__TASK DIRECTIONS__: Copy everything in the entries below from the line containing "Presence check for any overcast" down to the line containing "[0, 0, 759, 389]", including both of those lines. Omit the pictures from your copy.

(Detection examples)
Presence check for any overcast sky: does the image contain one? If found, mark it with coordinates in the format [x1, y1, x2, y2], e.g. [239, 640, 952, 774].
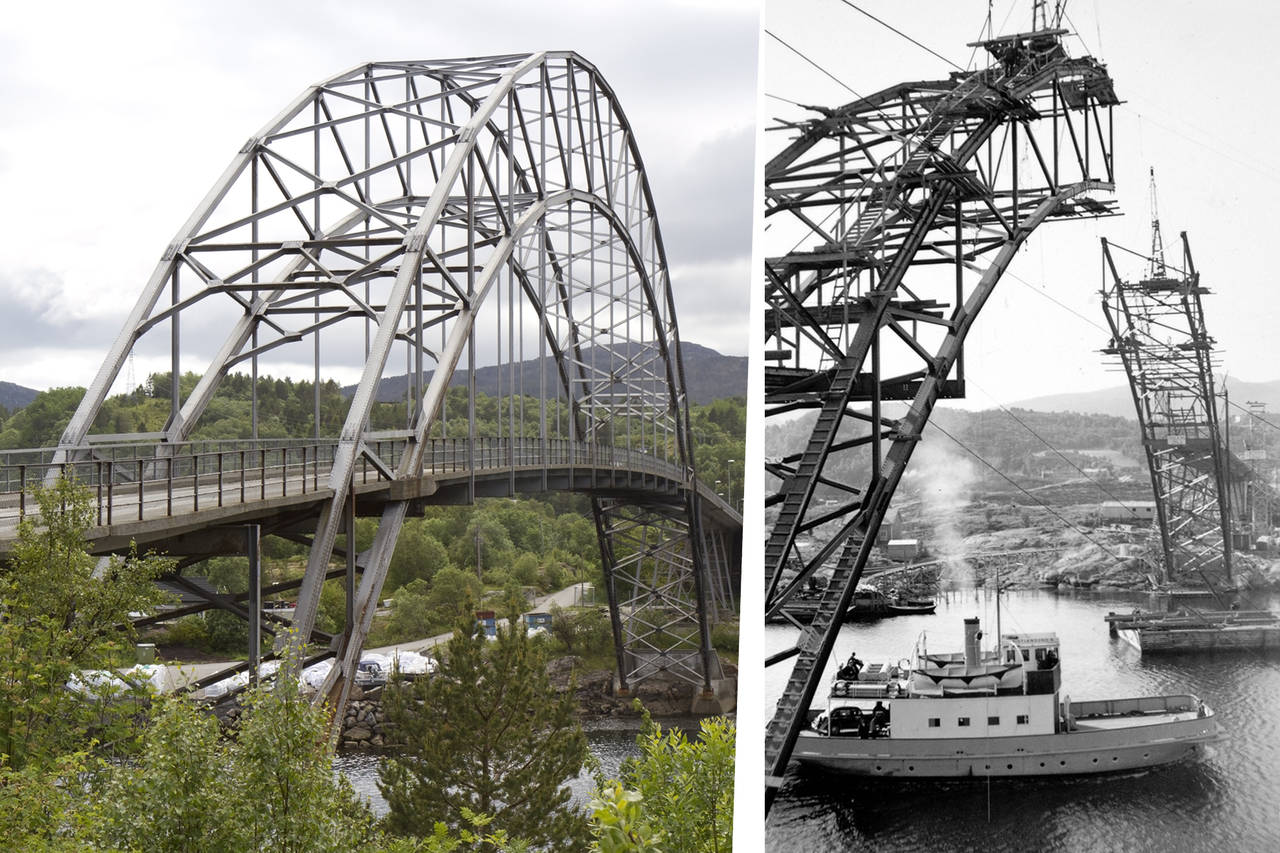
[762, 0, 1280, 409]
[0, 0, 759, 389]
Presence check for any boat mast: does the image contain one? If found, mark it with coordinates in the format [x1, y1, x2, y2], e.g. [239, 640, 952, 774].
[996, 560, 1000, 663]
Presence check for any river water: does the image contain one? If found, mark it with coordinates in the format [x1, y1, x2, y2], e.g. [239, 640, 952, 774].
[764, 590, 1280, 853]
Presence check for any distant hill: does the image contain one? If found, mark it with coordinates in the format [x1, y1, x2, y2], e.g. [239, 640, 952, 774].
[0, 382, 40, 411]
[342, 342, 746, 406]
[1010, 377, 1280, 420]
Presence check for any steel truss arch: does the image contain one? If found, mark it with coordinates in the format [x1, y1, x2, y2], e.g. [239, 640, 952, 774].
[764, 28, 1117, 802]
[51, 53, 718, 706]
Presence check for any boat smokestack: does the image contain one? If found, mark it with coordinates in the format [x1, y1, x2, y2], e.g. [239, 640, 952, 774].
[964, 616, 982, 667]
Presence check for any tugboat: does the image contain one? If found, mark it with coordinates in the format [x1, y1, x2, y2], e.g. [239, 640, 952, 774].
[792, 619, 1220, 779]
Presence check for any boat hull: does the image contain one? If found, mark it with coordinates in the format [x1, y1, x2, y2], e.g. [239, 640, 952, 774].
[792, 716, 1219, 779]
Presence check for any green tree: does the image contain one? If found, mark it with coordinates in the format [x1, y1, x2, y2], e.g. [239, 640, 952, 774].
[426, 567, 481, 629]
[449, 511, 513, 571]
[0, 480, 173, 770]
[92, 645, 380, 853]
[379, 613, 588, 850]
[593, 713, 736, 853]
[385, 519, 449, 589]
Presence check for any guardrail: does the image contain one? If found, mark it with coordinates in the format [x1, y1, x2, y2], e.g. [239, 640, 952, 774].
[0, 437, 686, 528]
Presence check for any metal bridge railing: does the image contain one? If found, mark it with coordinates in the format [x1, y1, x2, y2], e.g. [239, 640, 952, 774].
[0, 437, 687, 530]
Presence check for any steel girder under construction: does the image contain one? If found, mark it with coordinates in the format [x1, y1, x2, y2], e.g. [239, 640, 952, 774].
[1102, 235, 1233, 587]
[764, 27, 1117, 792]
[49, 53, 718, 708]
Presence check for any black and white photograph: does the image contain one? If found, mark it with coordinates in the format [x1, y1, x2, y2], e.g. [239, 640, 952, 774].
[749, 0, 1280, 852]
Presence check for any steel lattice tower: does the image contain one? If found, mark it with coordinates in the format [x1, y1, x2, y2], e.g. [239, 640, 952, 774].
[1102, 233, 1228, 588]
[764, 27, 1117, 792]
==
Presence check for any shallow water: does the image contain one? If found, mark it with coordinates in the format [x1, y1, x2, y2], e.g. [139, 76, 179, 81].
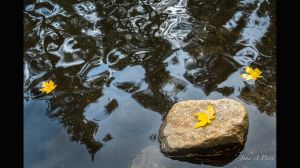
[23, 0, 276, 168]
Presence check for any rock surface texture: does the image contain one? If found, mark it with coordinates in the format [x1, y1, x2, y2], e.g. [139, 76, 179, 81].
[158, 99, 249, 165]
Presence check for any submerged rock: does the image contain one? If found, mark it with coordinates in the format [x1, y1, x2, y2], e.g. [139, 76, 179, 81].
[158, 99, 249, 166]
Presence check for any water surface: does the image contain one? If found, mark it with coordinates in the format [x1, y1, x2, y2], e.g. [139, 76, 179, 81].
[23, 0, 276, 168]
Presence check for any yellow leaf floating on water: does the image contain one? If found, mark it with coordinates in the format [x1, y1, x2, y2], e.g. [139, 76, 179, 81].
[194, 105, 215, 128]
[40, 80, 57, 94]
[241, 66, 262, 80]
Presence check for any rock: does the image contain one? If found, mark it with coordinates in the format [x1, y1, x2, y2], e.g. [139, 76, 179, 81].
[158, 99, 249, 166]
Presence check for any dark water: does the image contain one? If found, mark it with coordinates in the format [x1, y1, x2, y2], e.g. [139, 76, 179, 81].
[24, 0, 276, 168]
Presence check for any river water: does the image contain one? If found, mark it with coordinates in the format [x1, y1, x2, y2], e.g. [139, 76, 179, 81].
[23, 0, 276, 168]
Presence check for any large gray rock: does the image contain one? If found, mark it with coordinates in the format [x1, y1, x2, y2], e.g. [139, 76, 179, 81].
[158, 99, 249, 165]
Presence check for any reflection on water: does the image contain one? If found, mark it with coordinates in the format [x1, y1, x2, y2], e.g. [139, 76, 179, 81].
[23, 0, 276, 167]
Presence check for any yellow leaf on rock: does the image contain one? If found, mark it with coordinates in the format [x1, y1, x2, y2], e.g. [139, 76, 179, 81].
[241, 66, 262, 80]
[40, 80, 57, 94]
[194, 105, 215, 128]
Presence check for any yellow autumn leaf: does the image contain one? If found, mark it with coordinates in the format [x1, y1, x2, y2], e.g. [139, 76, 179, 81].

__THE RESPONSE__:
Presence check for any overcast sky: does the image contain one? If found, mark it with coordinates in the format [x1, y1, x2, y2], e.g. [239, 640, 952, 774].
[762, 0, 1280, 409]
[0, 0, 759, 389]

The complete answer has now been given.